# AIM OF THE TASK
Extract, from the listing that follows, each line containing the word "face".

# RECORDS FOR THIS EXERCISE
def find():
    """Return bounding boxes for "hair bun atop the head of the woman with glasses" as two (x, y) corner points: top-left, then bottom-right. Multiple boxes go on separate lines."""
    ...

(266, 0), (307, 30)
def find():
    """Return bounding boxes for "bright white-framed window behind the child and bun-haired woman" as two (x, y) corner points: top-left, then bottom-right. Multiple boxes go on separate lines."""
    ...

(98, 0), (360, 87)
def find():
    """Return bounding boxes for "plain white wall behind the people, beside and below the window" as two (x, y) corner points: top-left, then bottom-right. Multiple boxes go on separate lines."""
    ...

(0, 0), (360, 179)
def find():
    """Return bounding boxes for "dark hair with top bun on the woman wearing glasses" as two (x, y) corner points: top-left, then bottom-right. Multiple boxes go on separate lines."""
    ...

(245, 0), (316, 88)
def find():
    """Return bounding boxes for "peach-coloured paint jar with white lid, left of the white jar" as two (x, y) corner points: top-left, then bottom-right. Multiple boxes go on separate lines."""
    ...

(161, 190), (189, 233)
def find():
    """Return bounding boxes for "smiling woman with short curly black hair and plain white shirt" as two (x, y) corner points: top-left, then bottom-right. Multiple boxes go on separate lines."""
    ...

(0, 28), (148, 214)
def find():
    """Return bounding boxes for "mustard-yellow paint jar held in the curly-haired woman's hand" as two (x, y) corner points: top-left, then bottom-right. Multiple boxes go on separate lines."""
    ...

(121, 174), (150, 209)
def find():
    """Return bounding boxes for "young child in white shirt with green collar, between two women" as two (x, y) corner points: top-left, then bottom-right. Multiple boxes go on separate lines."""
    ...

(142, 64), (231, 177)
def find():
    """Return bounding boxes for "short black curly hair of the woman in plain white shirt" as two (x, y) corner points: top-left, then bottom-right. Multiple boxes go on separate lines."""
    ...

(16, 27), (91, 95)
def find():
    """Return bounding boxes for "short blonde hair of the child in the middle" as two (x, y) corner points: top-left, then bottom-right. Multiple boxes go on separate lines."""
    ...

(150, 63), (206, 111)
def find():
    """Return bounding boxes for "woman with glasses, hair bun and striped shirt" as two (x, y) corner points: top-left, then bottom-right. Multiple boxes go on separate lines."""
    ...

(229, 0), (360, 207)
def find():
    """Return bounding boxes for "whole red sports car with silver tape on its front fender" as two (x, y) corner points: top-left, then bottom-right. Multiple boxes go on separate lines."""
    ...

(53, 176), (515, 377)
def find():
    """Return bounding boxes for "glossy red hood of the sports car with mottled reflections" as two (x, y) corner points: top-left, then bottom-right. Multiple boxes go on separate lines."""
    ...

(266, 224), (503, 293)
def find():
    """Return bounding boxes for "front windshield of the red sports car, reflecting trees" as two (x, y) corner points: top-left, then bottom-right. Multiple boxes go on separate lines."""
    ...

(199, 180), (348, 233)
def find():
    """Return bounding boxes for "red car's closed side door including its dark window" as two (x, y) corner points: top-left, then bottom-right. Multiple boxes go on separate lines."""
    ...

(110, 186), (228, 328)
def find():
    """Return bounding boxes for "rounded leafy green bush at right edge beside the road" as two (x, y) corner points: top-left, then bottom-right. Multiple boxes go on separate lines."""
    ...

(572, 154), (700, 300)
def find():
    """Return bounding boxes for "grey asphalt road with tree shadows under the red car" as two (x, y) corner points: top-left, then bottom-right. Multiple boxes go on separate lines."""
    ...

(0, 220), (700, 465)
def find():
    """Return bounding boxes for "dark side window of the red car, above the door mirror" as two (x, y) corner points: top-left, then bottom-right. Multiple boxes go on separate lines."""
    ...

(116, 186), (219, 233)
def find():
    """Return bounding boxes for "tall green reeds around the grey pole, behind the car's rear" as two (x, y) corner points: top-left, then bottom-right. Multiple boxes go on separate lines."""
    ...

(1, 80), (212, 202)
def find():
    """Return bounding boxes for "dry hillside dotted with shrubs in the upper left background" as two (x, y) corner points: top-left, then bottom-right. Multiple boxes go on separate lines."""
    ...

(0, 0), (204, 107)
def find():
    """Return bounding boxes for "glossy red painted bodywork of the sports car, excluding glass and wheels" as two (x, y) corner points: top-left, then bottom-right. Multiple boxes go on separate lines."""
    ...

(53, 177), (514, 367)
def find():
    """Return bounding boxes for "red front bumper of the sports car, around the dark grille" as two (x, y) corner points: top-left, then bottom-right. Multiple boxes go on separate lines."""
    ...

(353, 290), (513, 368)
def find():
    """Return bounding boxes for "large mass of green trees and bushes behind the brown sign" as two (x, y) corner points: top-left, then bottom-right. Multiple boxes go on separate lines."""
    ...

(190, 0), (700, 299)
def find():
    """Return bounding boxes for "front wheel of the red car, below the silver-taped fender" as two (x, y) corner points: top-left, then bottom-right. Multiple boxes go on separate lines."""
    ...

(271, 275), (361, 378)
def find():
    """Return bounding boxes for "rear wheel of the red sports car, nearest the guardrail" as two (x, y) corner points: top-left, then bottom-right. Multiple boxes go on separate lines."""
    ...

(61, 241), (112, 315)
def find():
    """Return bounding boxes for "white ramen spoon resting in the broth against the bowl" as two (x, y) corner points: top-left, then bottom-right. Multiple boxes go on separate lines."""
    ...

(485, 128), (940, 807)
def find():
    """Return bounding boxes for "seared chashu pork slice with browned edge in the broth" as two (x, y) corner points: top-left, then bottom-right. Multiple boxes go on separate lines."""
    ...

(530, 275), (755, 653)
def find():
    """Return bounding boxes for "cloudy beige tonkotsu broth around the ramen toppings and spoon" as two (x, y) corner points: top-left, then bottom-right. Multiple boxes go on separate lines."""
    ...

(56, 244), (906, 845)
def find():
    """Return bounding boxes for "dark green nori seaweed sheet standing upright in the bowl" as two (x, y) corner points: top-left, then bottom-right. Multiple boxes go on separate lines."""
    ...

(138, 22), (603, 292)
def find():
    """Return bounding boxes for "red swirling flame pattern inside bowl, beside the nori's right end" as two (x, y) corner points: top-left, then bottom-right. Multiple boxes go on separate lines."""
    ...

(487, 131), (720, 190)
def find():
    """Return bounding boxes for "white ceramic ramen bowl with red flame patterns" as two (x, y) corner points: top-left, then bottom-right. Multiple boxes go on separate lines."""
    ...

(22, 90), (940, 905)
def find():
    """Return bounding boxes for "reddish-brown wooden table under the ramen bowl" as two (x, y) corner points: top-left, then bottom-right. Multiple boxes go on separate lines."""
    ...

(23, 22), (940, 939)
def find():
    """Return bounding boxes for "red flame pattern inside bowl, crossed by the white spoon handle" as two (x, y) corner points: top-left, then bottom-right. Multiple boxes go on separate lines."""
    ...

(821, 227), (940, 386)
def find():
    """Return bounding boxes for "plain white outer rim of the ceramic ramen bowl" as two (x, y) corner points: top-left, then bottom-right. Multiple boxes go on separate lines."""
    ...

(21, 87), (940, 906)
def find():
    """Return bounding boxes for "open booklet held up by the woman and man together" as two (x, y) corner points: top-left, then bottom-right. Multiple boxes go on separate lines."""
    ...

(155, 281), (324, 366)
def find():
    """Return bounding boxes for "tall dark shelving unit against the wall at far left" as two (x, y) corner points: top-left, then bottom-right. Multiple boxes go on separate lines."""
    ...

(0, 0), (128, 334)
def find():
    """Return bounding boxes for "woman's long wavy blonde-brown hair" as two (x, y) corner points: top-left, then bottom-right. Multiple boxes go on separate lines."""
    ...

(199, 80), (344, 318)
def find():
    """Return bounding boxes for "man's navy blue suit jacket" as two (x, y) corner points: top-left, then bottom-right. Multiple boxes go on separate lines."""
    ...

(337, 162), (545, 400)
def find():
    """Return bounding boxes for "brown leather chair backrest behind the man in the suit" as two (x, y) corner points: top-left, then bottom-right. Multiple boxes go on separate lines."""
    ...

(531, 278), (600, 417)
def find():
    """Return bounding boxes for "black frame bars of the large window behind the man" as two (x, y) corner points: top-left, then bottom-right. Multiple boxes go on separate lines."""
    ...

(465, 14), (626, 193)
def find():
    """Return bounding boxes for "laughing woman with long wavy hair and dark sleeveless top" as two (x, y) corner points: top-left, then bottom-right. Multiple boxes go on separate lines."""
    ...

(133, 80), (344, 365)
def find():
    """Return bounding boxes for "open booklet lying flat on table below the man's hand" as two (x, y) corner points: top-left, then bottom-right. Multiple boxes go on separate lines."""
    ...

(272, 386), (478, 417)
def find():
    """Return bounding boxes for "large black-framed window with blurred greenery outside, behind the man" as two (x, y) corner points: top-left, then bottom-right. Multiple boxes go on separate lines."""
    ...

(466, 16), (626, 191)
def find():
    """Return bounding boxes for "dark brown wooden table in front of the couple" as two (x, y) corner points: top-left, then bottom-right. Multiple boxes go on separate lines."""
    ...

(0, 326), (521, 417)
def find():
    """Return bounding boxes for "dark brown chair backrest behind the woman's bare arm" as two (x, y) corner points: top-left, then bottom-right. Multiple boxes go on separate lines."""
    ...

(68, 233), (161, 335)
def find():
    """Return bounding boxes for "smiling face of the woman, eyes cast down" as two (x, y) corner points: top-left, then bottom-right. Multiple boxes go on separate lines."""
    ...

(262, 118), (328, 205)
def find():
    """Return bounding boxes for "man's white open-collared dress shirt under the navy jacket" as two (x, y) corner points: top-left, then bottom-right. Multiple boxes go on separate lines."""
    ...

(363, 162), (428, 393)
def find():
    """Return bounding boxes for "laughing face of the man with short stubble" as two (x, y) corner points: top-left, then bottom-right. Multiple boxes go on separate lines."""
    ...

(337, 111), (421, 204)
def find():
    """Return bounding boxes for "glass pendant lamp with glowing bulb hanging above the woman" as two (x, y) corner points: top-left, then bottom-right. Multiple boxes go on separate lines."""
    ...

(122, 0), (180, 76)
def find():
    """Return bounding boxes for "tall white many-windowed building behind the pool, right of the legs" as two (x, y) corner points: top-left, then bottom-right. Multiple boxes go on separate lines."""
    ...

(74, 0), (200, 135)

# THE ANSWER
    """Return bounding boxes for "smiling face of the woman, eyes cast down" as two (x, y) corner points: top-left, then bottom-right. Multiple boxes go on separate lines."""
    """Return bounding boxes for "laughing face of the man with short stubble" as two (x, y) corner points: top-left, then bottom-right. Multiple boxes go on separate lines."""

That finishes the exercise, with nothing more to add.